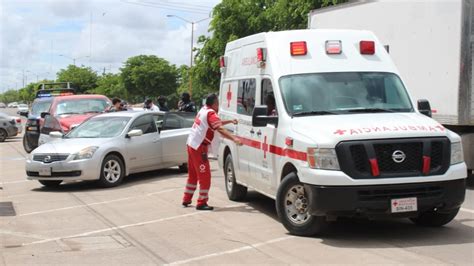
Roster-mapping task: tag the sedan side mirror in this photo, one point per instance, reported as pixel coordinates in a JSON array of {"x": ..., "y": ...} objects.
[
  {"x": 44, "y": 114},
  {"x": 134, "y": 133},
  {"x": 260, "y": 118},
  {"x": 424, "y": 107},
  {"x": 56, "y": 134}
]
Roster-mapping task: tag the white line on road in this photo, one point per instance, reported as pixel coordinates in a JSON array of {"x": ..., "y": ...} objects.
[
  {"x": 98, "y": 203},
  {"x": 14, "y": 182},
  {"x": 21, "y": 234},
  {"x": 251, "y": 246},
  {"x": 467, "y": 210},
  {"x": 124, "y": 226}
]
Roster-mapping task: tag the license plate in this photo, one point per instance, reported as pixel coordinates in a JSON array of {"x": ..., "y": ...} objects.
[
  {"x": 404, "y": 205},
  {"x": 45, "y": 171}
]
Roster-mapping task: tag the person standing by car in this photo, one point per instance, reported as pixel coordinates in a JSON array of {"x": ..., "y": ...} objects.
[
  {"x": 202, "y": 132},
  {"x": 162, "y": 104},
  {"x": 116, "y": 105},
  {"x": 150, "y": 106},
  {"x": 185, "y": 104}
]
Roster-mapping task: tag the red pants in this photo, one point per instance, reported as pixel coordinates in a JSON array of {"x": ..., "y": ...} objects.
[{"x": 198, "y": 171}]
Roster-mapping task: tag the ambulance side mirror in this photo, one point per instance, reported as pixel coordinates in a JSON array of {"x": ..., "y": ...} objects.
[
  {"x": 260, "y": 118},
  {"x": 424, "y": 107}
]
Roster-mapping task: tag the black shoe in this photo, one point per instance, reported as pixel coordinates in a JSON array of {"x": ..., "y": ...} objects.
[{"x": 204, "y": 208}]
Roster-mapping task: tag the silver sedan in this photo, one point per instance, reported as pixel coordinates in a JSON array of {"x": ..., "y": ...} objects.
[{"x": 107, "y": 148}]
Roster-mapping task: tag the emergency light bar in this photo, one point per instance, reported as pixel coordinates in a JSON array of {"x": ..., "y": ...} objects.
[
  {"x": 298, "y": 48},
  {"x": 367, "y": 47},
  {"x": 333, "y": 47}
]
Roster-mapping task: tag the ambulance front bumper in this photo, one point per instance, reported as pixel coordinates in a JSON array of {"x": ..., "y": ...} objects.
[{"x": 375, "y": 200}]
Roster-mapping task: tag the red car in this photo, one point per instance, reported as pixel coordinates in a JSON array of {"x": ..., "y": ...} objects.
[{"x": 67, "y": 112}]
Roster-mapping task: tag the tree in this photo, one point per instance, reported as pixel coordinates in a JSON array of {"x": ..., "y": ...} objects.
[
  {"x": 82, "y": 78},
  {"x": 111, "y": 85},
  {"x": 233, "y": 19},
  {"x": 149, "y": 76}
]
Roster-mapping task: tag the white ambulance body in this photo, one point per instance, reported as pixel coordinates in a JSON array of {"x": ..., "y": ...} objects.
[{"x": 344, "y": 139}]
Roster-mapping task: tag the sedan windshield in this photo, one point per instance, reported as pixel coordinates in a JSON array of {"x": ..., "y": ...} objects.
[
  {"x": 99, "y": 127},
  {"x": 342, "y": 93},
  {"x": 81, "y": 106}
]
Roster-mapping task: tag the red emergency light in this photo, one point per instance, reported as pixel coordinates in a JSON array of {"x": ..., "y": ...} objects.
[
  {"x": 333, "y": 47},
  {"x": 367, "y": 47},
  {"x": 298, "y": 48}
]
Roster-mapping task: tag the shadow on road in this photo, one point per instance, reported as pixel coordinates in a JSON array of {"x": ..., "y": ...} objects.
[
  {"x": 132, "y": 180},
  {"x": 364, "y": 233}
]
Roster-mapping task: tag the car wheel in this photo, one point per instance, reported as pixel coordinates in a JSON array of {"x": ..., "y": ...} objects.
[
  {"x": 112, "y": 171},
  {"x": 183, "y": 168},
  {"x": 26, "y": 145},
  {"x": 434, "y": 218},
  {"x": 3, "y": 135},
  {"x": 50, "y": 183},
  {"x": 235, "y": 191},
  {"x": 292, "y": 206}
]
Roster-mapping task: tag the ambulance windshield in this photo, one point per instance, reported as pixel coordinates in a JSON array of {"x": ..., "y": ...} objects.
[{"x": 344, "y": 92}]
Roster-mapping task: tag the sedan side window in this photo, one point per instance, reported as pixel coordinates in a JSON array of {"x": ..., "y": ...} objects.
[{"x": 145, "y": 123}]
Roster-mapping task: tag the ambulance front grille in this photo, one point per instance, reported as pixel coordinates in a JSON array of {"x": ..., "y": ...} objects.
[{"x": 354, "y": 157}]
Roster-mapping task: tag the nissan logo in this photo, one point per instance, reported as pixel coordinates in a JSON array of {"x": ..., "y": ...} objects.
[
  {"x": 47, "y": 159},
  {"x": 398, "y": 156}
]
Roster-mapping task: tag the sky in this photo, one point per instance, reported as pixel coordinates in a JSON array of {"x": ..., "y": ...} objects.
[{"x": 40, "y": 37}]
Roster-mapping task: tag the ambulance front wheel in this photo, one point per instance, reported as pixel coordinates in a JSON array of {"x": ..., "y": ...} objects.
[
  {"x": 292, "y": 206},
  {"x": 235, "y": 191}
]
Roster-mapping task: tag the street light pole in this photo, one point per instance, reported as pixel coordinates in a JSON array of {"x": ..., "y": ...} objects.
[{"x": 192, "y": 46}]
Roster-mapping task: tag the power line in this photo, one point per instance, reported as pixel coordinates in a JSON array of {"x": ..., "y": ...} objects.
[{"x": 169, "y": 7}]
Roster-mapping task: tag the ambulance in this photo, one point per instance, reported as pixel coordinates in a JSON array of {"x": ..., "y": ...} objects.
[{"x": 329, "y": 130}]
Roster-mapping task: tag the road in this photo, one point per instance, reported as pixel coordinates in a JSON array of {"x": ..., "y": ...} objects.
[{"x": 142, "y": 223}]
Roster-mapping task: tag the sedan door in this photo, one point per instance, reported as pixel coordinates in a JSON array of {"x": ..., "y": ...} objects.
[{"x": 143, "y": 152}]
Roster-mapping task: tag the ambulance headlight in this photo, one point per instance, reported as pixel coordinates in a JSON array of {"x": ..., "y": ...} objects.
[
  {"x": 456, "y": 153},
  {"x": 320, "y": 158}
]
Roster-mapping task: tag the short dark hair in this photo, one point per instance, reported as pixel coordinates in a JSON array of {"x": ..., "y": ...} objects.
[
  {"x": 211, "y": 99},
  {"x": 116, "y": 100}
]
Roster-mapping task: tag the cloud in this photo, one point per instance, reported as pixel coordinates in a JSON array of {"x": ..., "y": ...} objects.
[{"x": 34, "y": 33}]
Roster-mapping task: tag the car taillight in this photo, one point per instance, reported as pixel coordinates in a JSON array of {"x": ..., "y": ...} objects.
[
  {"x": 367, "y": 47},
  {"x": 298, "y": 48}
]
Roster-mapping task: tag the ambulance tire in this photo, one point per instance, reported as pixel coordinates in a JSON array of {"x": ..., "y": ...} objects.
[
  {"x": 435, "y": 219},
  {"x": 291, "y": 195},
  {"x": 235, "y": 191}
]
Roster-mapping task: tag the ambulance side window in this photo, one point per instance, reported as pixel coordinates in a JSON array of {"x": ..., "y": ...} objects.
[
  {"x": 268, "y": 97},
  {"x": 246, "y": 96}
]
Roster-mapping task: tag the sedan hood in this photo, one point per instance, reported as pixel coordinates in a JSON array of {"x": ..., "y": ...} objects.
[
  {"x": 331, "y": 129},
  {"x": 69, "y": 145}
]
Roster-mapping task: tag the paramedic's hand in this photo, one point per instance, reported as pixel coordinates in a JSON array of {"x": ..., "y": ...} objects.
[{"x": 237, "y": 142}]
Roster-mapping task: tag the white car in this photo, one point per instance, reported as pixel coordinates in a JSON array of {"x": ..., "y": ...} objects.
[{"x": 107, "y": 148}]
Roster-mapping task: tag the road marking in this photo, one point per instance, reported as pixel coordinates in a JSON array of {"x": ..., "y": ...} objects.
[
  {"x": 467, "y": 210},
  {"x": 98, "y": 203},
  {"x": 124, "y": 226},
  {"x": 21, "y": 234},
  {"x": 14, "y": 182},
  {"x": 249, "y": 247}
]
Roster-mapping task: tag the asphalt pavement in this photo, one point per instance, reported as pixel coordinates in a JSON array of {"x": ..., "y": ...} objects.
[{"x": 142, "y": 222}]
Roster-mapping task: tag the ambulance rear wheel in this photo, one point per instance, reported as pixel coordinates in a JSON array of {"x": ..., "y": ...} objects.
[
  {"x": 235, "y": 191},
  {"x": 435, "y": 219},
  {"x": 292, "y": 206}
]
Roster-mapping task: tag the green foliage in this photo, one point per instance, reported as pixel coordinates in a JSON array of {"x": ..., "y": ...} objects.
[
  {"x": 111, "y": 85},
  {"x": 9, "y": 96},
  {"x": 149, "y": 76},
  {"x": 233, "y": 19},
  {"x": 82, "y": 78}
]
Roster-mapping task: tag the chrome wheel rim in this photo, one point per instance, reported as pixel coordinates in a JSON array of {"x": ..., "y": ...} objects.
[
  {"x": 230, "y": 177},
  {"x": 296, "y": 205},
  {"x": 112, "y": 171}
]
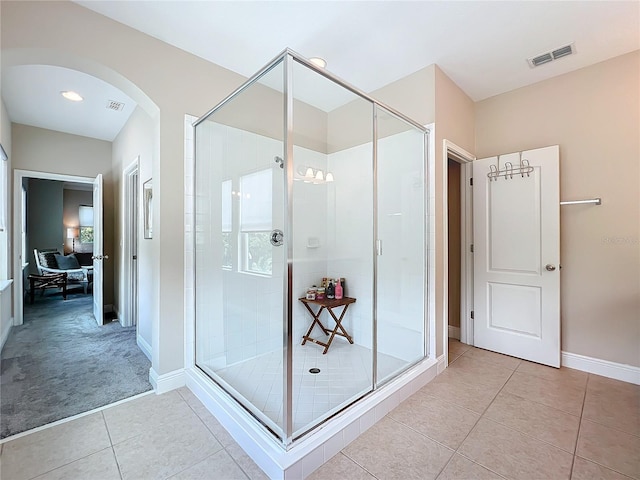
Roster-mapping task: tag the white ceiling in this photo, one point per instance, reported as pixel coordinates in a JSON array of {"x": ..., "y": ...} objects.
[
  {"x": 32, "y": 95},
  {"x": 481, "y": 45}
]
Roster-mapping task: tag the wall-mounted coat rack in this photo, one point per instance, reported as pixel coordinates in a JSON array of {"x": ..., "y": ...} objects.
[
  {"x": 595, "y": 201},
  {"x": 509, "y": 170}
]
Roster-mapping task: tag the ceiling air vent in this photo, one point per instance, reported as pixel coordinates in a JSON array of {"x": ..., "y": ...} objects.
[
  {"x": 551, "y": 56},
  {"x": 113, "y": 105}
]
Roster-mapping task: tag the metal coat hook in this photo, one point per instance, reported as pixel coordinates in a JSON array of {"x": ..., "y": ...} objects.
[{"x": 509, "y": 170}]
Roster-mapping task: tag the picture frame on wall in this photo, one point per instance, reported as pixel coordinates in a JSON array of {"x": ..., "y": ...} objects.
[{"x": 147, "y": 205}]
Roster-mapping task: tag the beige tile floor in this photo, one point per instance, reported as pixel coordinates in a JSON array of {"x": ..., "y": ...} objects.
[{"x": 487, "y": 416}]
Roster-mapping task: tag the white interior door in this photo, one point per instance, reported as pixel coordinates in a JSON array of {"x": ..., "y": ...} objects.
[
  {"x": 98, "y": 253},
  {"x": 517, "y": 257}
]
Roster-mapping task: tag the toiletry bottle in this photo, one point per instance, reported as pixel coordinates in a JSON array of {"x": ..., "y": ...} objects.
[
  {"x": 338, "y": 291},
  {"x": 331, "y": 291}
]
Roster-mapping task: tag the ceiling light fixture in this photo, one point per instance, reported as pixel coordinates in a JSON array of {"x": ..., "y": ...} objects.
[
  {"x": 71, "y": 95},
  {"x": 318, "y": 62}
]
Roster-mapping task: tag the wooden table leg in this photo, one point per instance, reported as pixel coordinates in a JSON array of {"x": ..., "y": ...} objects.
[{"x": 338, "y": 326}]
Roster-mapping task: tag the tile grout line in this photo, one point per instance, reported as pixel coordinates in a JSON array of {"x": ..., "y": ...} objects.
[
  {"x": 575, "y": 449},
  {"x": 361, "y": 466},
  {"x": 113, "y": 450},
  {"x": 224, "y": 448},
  {"x": 597, "y": 423},
  {"x": 482, "y": 415}
]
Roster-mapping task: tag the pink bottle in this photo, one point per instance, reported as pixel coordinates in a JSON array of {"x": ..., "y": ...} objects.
[{"x": 338, "y": 292}]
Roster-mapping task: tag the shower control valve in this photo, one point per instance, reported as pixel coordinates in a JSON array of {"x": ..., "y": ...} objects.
[{"x": 277, "y": 238}]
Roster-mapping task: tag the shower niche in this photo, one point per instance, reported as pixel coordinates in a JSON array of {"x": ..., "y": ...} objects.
[{"x": 300, "y": 177}]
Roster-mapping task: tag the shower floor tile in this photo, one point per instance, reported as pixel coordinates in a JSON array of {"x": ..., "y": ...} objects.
[{"x": 345, "y": 374}]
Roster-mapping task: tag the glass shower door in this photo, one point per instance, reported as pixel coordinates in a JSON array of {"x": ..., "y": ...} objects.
[
  {"x": 401, "y": 263},
  {"x": 240, "y": 256}
]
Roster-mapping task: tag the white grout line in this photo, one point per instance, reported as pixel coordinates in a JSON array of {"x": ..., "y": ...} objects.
[{"x": 75, "y": 417}]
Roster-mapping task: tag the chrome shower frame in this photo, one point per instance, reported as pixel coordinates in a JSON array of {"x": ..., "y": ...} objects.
[{"x": 287, "y": 57}]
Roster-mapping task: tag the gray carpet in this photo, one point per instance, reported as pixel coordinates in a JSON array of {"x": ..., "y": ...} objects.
[{"x": 60, "y": 363}]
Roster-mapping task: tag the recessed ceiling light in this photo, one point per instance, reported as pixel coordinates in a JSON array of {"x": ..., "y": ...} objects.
[
  {"x": 71, "y": 95},
  {"x": 319, "y": 62}
]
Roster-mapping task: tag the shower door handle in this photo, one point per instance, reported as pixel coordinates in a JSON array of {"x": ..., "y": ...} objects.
[{"x": 277, "y": 238}]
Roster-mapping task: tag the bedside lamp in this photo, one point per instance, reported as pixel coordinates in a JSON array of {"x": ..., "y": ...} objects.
[{"x": 73, "y": 233}]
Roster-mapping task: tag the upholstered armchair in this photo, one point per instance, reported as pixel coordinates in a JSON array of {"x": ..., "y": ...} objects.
[{"x": 50, "y": 262}]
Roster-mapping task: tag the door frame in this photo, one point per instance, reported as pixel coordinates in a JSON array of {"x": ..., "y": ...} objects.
[
  {"x": 18, "y": 277},
  {"x": 131, "y": 185},
  {"x": 464, "y": 158}
]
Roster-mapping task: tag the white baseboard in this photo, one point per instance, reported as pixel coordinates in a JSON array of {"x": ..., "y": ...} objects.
[
  {"x": 144, "y": 346},
  {"x": 168, "y": 381},
  {"x": 442, "y": 364},
  {"x": 618, "y": 371},
  {"x": 454, "y": 332},
  {"x": 5, "y": 334}
]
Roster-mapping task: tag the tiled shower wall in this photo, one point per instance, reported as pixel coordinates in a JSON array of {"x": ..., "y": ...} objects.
[{"x": 248, "y": 321}]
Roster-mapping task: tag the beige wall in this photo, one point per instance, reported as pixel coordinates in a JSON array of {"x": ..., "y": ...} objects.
[
  {"x": 6, "y": 297},
  {"x": 41, "y": 150},
  {"x": 593, "y": 114},
  {"x": 135, "y": 141},
  {"x": 5, "y": 243},
  {"x": 455, "y": 121}
]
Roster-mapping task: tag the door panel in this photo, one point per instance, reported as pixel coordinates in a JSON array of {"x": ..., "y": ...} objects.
[
  {"x": 517, "y": 233},
  {"x": 98, "y": 254}
]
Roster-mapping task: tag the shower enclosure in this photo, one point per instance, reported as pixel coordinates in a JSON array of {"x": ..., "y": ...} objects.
[{"x": 302, "y": 179}]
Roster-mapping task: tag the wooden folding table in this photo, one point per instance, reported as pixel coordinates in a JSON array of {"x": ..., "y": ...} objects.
[{"x": 328, "y": 305}]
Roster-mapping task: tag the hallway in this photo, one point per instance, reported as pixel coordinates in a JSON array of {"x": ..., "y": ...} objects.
[
  {"x": 60, "y": 363},
  {"x": 487, "y": 417}
]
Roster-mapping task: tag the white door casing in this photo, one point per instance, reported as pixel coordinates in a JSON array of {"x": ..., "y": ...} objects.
[
  {"x": 517, "y": 257},
  {"x": 98, "y": 253}
]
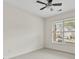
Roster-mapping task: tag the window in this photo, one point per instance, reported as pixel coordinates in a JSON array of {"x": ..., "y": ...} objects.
[{"x": 64, "y": 31}]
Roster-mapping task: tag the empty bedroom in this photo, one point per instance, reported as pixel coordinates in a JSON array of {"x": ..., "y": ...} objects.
[{"x": 39, "y": 29}]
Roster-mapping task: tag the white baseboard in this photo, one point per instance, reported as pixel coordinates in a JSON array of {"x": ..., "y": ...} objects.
[{"x": 21, "y": 53}]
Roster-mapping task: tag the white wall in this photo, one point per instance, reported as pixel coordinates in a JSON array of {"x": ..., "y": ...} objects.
[
  {"x": 23, "y": 32},
  {"x": 48, "y": 33}
]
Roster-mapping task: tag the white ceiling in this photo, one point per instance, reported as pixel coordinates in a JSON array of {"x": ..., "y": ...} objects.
[{"x": 33, "y": 7}]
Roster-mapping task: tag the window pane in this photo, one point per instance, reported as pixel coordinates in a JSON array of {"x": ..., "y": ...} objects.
[
  {"x": 69, "y": 37},
  {"x": 59, "y": 36},
  {"x": 69, "y": 25},
  {"x": 59, "y": 26}
]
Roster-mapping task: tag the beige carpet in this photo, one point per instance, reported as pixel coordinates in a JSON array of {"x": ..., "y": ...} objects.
[{"x": 46, "y": 54}]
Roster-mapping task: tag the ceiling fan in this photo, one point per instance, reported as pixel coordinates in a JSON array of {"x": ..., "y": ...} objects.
[{"x": 48, "y": 4}]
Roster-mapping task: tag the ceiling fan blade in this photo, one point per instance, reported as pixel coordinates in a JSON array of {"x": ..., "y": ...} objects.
[
  {"x": 41, "y": 2},
  {"x": 43, "y": 8},
  {"x": 57, "y": 4}
]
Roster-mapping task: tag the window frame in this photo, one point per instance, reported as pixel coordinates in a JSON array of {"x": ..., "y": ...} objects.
[{"x": 63, "y": 39}]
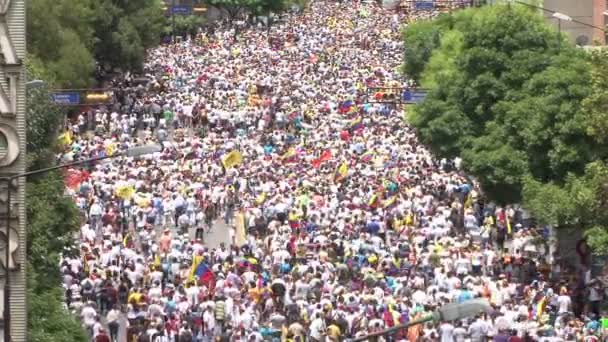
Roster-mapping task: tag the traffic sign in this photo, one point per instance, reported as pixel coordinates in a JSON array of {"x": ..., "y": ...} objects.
[
  {"x": 414, "y": 96},
  {"x": 181, "y": 9},
  {"x": 424, "y": 4},
  {"x": 69, "y": 99}
]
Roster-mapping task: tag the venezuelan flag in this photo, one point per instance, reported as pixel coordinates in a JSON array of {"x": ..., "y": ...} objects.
[
  {"x": 196, "y": 260},
  {"x": 232, "y": 159},
  {"x": 260, "y": 199},
  {"x": 65, "y": 138},
  {"x": 367, "y": 156},
  {"x": 127, "y": 241},
  {"x": 341, "y": 172},
  {"x": 355, "y": 124},
  {"x": 373, "y": 201},
  {"x": 390, "y": 201},
  {"x": 204, "y": 273},
  {"x": 290, "y": 153}
]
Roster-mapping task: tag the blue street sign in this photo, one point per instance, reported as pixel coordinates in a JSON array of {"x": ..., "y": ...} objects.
[
  {"x": 414, "y": 96},
  {"x": 181, "y": 9},
  {"x": 424, "y": 4},
  {"x": 70, "y": 99}
]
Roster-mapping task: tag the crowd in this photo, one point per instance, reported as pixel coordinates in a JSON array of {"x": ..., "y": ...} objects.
[{"x": 337, "y": 222}]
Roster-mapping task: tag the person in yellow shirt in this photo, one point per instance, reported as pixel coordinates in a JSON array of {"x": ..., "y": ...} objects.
[{"x": 333, "y": 333}]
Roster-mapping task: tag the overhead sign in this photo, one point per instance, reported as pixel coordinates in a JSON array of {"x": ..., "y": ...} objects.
[
  {"x": 181, "y": 9},
  {"x": 69, "y": 99},
  {"x": 424, "y": 4},
  {"x": 414, "y": 96}
]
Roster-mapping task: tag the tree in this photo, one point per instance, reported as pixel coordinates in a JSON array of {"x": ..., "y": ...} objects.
[
  {"x": 186, "y": 25},
  {"x": 53, "y": 219},
  {"x": 503, "y": 96},
  {"x": 60, "y": 38},
  {"x": 581, "y": 202},
  {"x": 124, "y": 30},
  {"x": 234, "y": 8}
]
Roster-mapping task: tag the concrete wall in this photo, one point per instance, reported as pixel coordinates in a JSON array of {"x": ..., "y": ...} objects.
[{"x": 587, "y": 11}]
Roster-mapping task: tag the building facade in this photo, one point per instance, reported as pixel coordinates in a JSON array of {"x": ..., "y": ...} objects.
[
  {"x": 13, "y": 319},
  {"x": 590, "y": 12}
]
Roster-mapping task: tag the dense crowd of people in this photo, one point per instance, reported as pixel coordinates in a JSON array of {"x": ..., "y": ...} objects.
[{"x": 337, "y": 222}]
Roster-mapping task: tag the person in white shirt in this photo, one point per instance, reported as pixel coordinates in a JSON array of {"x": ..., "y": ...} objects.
[{"x": 446, "y": 330}]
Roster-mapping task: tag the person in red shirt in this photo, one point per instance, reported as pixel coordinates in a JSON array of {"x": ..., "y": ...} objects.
[{"x": 102, "y": 336}]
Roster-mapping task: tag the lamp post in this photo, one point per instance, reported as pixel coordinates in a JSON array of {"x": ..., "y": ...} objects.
[
  {"x": 560, "y": 16},
  {"x": 133, "y": 152},
  {"x": 449, "y": 312}
]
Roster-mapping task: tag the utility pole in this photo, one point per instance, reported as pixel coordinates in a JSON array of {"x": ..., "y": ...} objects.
[{"x": 173, "y": 20}]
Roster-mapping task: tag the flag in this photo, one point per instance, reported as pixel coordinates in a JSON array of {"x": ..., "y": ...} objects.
[
  {"x": 65, "y": 139},
  {"x": 355, "y": 124},
  {"x": 196, "y": 260},
  {"x": 232, "y": 159},
  {"x": 204, "y": 273},
  {"x": 74, "y": 177},
  {"x": 373, "y": 201},
  {"x": 468, "y": 203},
  {"x": 111, "y": 149},
  {"x": 157, "y": 262},
  {"x": 290, "y": 153},
  {"x": 325, "y": 156},
  {"x": 260, "y": 199},
  {"x": 85, "y": 264},
  {"x": 127, "y": 241},
  {"x": 367, "y": 156},
  {"x": 125, "y": 191},
  {"x": 341, "y": 172},
  {"x": 390, "y": 201}
]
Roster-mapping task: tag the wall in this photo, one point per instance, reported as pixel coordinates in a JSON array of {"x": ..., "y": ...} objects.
[{"x": 587, "y": 11}]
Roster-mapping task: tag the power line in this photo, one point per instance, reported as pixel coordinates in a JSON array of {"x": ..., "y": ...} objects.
[{"x": 553, "y": 12}]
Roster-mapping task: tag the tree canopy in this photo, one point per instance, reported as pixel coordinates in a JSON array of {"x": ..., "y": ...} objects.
[
  {"x": 525, "y": 111},
  {"x": 53, "y": 219}
]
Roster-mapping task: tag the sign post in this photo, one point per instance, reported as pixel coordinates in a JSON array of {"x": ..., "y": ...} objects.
[{"x": 67, "y": 99}]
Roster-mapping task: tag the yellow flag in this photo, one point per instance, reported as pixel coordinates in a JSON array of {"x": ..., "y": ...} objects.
[
  {"x": 261, "y": 199},
  {"x": 125, "y": 191},
  {"x": 195, "y": 262},
  {"x": 290, "y": 153},
  {"x": 390, "y": 201},
  {"x": 111, "y": 149},
  {"x": 232, "y": 159},
  {"x": 65, "y": 139},
  {"x": 343, "y": 169}
]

Goal: Convert the listing into a JSON list of strings, one string per line with blank lines omitted. Begin at the line that contains "Roster-mapping task: tag the tree canopy" and stop after the final line of the listing, including both ends.

Exercise solution:
[
  "Roster-mapping task: tag the tree canopy in this photo, one point per instance, reported as pixel coordinates in a JSON array of {\"x\": ..., \"y\": ...} objects.",
  "[",
  "  {\"x\": 525, \"y\": 111},",
  "  {\"x\": 53, \"y\": 219}",
  "]",
  "Roster-mapping task: tag the sign post in this photo, one point per instance, reported as pixel coordinates in a JSON array of {\"x\": ..., \"y\": ...} objects.",
  "[{\"x\": 67, \"y\": 99}]",
  "Roster-mapping task: tag the yellow flag in this photo, one point per instance, reported as pixel coordinates in a JSON array of {\"x\": ..., \"y\": ...} objects.",
  "[",
  "  {\"x\": 261, \"y\": 199},",
  "  {\"x\": 125, \"y\": 191},",
  "  {\"x\": 195, \"y\": 262},",
  "  {\"x\": 290, \"y\": 153},",
  "  {\"x\": 390, \"y\": 201},",
  "  {\"x\": 111, \"y\": 149},",
  "  {\"x\": 232, \"y\": 159},",
  "  {\"x\": 65, \"y\": 139},",
  "  {\"x\": 343, \"y\": 169}",
  "]"
]